Kutipan Terpilih:

──────────

JT- Festival Literasi Asia Afrika 2024 diselenggarakan pada 27 – 29 September 2024. Dalam 3 hari itu, ragam acara diadakan di beberapa ruangan tertentu di Museum Asia Afrika, seperti bazar buku, diskusi film, dan diskusi buku. Pada hari kedua, Sabtu (28/9/2024) terdapat agenda untuk diskusi buku atau Bedah Buku dari karya termasyhur Richard Wright yaitu The Color Curtain yang diterjemahkan oleh Pramukti Adhi Bakti.
Acara bedah buku The Color Curtain diselenggarakan di Ruang Audiovisual Museum Asia Afrika. Acara ini didampingi oleh seorang moderator dari Asian-Africa Reading Club (AARC) dan 2 narasumber, yaitu Pramukti Adhi Bakti, penerjemah dari The Color Curtain, dan Dina Sulaeman, seorang pengamat Timur Tengah sekaligus analis geopolitik dan dosen prodi hubungan internasional. Pembukaan acara dipandu oleh moderator kemudian dilanjutkan dengan pemaparan singkat dari Kang Pram, sapaan akrab Pramukti Adhi Bakti, tentang bagaimana ia memulai untuk menerjemahkan buku The Color Curtain.
“Buku The Color Curtain dicetak dalam versi Bahasa Inggris dan dibaca oleh Asian Africa Reading Club pada tahun 2016. Saya memutuskan untuk menerjemahkan buku ini karena ketika membacanya, saya seperti terlarut dalam cerita perjalanan sosok Richard Wright menjadi reporter di Konferensi Asia Afrika. Keadaan dimana perwakilan dari 29 negara berkumpul di kota Bandung dan menyelenggarakan konferensi, sungguh tidak pernah ada bayangan sebelumnya hal itu akan terjadi,” ujar Kang Pram dalam pemaparan bedah buku.
Kang Pram juga menyatakan dalam menerjemahkan buku ini, butuh waktu selama kurang lebih 3 bulan. Ia banyak menempatkan banyak catatan kaki di buku karena ada beberapa istilah tentang hukum dan politik yang ia asing sebelumnya, karena Kang Pram bukan seseorang dengan latar belakang di bidang hukum dan hubungan internasional.

──────────

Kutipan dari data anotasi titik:
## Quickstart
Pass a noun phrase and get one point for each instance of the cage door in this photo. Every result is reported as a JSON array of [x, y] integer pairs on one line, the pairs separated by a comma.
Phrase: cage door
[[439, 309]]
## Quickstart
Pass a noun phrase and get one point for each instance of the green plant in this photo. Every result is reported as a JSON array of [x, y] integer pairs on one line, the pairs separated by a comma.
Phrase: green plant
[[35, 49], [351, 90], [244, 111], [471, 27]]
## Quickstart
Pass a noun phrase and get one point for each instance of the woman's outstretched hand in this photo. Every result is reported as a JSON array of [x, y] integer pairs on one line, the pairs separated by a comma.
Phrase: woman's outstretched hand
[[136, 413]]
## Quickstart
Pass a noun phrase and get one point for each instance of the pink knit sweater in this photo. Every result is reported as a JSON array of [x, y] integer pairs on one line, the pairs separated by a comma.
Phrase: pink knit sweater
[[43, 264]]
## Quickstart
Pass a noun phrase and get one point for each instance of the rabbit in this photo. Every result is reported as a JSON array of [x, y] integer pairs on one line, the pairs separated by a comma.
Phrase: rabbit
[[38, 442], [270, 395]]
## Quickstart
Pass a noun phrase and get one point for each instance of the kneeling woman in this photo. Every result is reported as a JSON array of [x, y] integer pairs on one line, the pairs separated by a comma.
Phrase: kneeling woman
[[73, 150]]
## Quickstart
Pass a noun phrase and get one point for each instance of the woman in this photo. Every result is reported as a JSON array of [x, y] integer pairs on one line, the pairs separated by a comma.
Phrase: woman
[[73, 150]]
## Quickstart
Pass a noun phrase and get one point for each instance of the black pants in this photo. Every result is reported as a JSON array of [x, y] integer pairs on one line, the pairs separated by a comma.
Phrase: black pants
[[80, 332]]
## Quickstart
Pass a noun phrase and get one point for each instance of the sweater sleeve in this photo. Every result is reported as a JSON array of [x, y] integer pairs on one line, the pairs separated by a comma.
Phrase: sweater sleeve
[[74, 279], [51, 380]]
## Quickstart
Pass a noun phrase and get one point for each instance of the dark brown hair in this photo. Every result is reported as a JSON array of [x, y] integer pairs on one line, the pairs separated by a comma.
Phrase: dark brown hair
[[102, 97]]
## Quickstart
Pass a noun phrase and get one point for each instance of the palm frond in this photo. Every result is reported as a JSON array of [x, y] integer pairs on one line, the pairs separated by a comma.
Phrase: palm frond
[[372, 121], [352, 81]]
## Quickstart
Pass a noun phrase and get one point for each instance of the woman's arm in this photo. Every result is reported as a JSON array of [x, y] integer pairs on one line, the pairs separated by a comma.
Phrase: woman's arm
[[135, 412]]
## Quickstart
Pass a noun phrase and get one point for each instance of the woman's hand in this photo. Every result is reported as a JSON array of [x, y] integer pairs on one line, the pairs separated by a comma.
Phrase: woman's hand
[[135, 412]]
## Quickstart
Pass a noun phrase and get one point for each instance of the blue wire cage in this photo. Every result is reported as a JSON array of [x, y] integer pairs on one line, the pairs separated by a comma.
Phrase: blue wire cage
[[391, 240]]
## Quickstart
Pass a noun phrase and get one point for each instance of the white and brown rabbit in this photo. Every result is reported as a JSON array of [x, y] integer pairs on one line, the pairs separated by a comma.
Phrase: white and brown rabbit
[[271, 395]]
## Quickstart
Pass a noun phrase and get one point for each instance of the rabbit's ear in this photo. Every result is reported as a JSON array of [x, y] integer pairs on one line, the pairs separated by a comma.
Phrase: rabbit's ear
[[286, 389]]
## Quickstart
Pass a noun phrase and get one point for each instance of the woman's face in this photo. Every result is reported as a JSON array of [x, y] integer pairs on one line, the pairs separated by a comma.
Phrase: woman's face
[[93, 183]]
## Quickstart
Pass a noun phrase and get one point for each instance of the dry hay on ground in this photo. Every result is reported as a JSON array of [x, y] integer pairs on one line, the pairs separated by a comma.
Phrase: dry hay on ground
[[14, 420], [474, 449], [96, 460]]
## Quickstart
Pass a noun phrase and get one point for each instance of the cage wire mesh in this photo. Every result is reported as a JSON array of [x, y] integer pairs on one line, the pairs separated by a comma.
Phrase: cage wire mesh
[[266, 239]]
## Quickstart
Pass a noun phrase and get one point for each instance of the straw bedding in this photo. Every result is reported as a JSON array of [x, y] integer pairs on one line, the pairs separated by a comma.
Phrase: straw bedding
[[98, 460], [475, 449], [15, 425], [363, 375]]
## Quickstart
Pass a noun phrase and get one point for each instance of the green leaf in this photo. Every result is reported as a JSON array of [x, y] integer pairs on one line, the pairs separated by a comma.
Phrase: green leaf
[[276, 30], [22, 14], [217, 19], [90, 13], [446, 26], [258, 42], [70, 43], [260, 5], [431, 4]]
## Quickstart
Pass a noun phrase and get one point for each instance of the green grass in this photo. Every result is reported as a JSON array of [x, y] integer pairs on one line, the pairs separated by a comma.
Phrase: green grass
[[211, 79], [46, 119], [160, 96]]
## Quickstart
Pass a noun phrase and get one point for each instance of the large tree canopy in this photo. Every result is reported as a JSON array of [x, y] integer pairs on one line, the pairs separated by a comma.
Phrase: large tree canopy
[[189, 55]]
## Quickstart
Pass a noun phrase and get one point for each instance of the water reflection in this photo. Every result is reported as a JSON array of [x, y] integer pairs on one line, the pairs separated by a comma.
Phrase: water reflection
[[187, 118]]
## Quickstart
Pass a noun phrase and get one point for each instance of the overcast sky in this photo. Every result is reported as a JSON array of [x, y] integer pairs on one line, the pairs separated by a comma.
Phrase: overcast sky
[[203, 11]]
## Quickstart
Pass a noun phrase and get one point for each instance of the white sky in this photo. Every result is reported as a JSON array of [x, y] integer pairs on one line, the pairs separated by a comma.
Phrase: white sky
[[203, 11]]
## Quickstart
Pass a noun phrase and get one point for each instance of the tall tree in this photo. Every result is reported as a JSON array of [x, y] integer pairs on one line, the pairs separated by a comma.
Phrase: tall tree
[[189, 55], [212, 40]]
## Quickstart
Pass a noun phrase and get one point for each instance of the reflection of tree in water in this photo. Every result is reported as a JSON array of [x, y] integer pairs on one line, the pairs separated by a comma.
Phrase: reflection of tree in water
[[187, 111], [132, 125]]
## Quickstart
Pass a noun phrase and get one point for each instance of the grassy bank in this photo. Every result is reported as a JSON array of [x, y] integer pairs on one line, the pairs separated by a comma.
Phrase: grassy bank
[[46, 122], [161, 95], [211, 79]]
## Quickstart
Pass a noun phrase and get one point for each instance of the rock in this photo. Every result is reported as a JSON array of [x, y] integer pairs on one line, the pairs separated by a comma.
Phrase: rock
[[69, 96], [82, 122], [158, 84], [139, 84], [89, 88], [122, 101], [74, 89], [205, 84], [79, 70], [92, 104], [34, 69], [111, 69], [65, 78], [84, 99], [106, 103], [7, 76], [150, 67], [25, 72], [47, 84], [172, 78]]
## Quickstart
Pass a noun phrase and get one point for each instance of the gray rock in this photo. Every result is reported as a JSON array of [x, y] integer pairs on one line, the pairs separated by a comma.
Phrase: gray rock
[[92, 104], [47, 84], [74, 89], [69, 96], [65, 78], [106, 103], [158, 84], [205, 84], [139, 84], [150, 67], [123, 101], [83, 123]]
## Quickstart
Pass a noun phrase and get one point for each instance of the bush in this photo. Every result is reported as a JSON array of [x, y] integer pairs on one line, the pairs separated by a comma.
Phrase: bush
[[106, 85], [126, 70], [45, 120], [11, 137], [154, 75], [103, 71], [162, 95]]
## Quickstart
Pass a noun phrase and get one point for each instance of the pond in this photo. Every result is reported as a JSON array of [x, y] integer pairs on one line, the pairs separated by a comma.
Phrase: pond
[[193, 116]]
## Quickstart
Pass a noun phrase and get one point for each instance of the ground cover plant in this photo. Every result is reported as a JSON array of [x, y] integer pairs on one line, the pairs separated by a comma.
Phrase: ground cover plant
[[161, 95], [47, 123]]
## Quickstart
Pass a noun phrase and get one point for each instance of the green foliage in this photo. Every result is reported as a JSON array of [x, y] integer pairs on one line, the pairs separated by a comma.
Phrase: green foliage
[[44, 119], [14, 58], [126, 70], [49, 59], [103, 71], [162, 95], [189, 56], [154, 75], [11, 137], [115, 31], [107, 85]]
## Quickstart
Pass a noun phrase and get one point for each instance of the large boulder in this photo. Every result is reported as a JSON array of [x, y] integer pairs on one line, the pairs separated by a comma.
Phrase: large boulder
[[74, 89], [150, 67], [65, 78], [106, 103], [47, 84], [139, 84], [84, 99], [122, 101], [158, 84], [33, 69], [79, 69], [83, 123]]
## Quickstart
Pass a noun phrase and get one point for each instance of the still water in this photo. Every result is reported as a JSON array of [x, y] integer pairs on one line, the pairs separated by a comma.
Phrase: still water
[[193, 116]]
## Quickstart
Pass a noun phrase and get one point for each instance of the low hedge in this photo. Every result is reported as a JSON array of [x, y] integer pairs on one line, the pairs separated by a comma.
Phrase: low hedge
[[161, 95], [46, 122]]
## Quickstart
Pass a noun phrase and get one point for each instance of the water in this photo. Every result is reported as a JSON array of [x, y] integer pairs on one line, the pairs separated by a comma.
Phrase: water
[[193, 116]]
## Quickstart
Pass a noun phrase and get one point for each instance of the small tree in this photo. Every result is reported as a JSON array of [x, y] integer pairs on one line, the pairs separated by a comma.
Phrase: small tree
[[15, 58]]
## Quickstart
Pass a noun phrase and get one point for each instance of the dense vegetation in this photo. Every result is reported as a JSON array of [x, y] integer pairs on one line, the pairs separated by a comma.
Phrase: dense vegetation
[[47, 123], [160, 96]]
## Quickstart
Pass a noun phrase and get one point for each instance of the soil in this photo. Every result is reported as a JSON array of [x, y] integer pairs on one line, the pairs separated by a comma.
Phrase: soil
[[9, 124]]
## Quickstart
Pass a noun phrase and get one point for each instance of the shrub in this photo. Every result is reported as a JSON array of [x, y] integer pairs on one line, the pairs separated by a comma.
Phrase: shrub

──────────

Instruksi Tugas 1:
Tentukan apakah tiap pernyataan berikut sesuai dengan kutipan tentang bedah buku The Color Curtain di atas, lalu jawab ya atau tidak disertai kata-kata penentu dari kutipan itu. (a) Festival Literasi Asia Afrika 2024 berlangsung pada 27–29 September 2024. (b) Bedah buku The Color Curtain diadakan di Ruang Audiovisual Museum Asia Afrika. (c) Kang Pram menerjemahkan buku itu dalam waktu sekitar enam bulan.
Instruksi Tugas 2:
Tulis lanjutan kutipan tentang bedah buku The Color Curtain, dimulai setelah kalimat terakhirnya.

Jawaban Akhir 1:
(a) Ya: "diselenggarakan pada 27 – 29 September 2024"
(b) Ya: "Acara bedah buku The Color Curtain diselenggarakan di Ruang Audiovisual Museum Asia Afrika"
(c) Tidak: "butuh waktu selama kurang lebih 3 bulan"

Jawaban Akhir 2:
Adapun narasumber kedua, Dina Sulaeman, selaku pengamat Timur Tengah menyampaikan tanggapannya tentang buku ini. Awal terciptanya buku The Color Curtain adalah sebuah bentuk kekaguman dari Richard Wright tentang diselenggarakannya Konferensi Asia Afrika. Pertemuan itu tidak akan pernah diimpikan oleh antropolog, sosiolog, atau lmuwan politik manapun untuk diadakan. Karena saat itu sangat jarang negara-negara non kulit putih untuk berinisiasi yang luar biasa. Konferensi ini menembus lapisan luar fakta social, politik, budaya yang berbeda hingga ke sisa-sisa kasar manusia.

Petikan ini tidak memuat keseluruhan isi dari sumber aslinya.